[BEGIN]

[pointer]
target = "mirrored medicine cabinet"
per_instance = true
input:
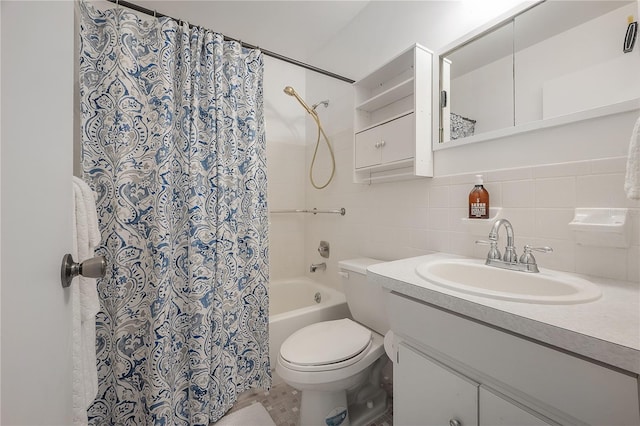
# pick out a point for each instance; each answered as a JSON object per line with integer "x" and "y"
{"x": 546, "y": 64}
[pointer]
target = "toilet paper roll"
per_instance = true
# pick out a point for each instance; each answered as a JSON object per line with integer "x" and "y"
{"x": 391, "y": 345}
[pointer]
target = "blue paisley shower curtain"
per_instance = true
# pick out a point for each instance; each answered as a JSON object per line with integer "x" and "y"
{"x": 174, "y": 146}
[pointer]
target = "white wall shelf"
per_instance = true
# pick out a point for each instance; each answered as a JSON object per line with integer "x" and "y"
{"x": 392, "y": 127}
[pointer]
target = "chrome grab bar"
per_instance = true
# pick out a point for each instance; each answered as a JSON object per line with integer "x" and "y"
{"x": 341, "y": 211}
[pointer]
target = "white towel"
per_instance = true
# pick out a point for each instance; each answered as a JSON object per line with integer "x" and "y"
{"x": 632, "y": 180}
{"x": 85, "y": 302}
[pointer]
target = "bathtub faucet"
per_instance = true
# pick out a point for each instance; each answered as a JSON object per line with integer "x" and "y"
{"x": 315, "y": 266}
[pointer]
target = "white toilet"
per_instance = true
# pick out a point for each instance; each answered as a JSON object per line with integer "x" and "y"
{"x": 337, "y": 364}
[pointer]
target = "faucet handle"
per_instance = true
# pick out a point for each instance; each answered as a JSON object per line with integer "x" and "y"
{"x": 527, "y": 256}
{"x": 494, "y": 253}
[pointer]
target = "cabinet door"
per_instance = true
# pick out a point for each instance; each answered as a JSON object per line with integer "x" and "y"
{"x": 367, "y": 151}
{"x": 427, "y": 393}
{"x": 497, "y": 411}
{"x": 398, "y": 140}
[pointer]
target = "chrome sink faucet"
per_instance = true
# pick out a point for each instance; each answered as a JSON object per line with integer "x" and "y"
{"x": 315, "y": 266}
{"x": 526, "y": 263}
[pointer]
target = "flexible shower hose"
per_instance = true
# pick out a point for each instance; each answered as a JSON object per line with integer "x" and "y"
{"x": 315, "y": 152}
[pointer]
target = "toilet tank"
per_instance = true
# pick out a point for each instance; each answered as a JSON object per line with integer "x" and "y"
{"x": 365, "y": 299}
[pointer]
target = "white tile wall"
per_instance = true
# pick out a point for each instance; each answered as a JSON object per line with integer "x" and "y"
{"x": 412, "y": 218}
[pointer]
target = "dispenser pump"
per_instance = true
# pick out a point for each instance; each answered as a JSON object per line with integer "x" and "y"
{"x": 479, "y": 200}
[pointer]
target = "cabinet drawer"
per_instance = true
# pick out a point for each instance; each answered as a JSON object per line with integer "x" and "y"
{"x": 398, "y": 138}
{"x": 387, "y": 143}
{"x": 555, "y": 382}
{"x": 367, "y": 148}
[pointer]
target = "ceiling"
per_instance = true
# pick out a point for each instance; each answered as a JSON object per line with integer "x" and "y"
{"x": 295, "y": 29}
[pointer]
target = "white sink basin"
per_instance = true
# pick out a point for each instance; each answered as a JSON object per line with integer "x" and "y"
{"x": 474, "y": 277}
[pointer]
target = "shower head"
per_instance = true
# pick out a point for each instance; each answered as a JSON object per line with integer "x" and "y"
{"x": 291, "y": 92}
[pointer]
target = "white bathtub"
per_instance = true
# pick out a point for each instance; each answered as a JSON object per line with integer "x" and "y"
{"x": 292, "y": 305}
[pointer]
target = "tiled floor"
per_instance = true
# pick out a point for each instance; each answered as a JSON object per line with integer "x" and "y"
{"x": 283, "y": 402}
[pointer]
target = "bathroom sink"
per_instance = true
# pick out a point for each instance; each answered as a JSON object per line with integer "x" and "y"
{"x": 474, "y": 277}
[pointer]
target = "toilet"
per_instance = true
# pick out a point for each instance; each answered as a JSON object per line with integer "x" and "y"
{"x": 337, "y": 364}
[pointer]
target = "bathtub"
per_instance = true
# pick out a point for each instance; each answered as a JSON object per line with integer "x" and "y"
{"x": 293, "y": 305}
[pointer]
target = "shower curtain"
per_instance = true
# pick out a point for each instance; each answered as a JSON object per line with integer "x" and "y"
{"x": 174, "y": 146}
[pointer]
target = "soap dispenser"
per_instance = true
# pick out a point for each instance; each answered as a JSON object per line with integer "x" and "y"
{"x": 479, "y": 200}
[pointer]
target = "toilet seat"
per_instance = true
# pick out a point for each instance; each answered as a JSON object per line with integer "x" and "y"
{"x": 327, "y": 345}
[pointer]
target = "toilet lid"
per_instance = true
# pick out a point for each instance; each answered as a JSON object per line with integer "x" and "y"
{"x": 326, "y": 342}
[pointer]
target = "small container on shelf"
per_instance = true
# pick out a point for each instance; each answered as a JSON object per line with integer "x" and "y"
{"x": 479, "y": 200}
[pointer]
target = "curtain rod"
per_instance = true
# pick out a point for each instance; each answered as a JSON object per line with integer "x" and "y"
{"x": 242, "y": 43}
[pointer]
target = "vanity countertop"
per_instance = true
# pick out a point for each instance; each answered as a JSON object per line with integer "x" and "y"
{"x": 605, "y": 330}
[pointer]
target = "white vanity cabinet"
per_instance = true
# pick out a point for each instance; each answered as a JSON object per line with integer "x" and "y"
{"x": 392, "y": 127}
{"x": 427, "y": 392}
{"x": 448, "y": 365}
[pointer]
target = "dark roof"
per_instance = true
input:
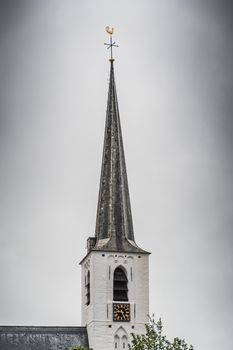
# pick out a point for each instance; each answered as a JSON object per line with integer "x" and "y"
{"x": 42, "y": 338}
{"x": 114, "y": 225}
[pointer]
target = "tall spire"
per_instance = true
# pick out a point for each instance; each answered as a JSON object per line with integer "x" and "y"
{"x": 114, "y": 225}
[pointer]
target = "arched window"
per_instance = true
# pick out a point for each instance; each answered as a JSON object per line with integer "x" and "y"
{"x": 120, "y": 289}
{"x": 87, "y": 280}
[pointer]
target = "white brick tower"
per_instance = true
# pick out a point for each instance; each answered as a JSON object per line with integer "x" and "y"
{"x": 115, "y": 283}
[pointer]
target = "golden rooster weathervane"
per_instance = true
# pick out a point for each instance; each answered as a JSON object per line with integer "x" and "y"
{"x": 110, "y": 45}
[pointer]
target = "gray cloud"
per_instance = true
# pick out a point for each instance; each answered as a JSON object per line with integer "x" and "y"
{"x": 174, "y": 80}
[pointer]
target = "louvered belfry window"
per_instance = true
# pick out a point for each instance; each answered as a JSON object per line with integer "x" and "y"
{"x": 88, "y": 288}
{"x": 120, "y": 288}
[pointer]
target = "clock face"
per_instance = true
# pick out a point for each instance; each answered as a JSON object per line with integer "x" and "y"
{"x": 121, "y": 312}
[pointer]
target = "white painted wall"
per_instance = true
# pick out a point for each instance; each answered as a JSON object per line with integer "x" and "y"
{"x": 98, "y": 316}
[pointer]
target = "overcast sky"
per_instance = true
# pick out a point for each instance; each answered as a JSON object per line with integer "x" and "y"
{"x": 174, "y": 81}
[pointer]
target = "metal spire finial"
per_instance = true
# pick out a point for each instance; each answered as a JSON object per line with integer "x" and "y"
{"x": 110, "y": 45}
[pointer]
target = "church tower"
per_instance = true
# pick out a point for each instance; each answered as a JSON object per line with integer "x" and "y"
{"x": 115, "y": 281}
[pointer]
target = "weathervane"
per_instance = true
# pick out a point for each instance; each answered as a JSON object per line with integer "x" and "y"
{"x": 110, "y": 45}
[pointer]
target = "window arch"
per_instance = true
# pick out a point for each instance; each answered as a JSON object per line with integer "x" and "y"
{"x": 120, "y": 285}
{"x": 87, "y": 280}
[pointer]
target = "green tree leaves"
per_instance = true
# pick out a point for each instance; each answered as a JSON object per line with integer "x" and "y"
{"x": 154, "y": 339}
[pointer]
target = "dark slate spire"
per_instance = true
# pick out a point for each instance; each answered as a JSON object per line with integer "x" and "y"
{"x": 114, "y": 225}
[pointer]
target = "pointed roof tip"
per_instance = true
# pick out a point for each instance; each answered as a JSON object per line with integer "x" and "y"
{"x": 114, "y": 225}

[END]

__INSTRUCTION__
Tally how many lines of the entries above contain the string "vanity". Case counts, and your reply should be only the number.

__CORRECT OUTPUT__
2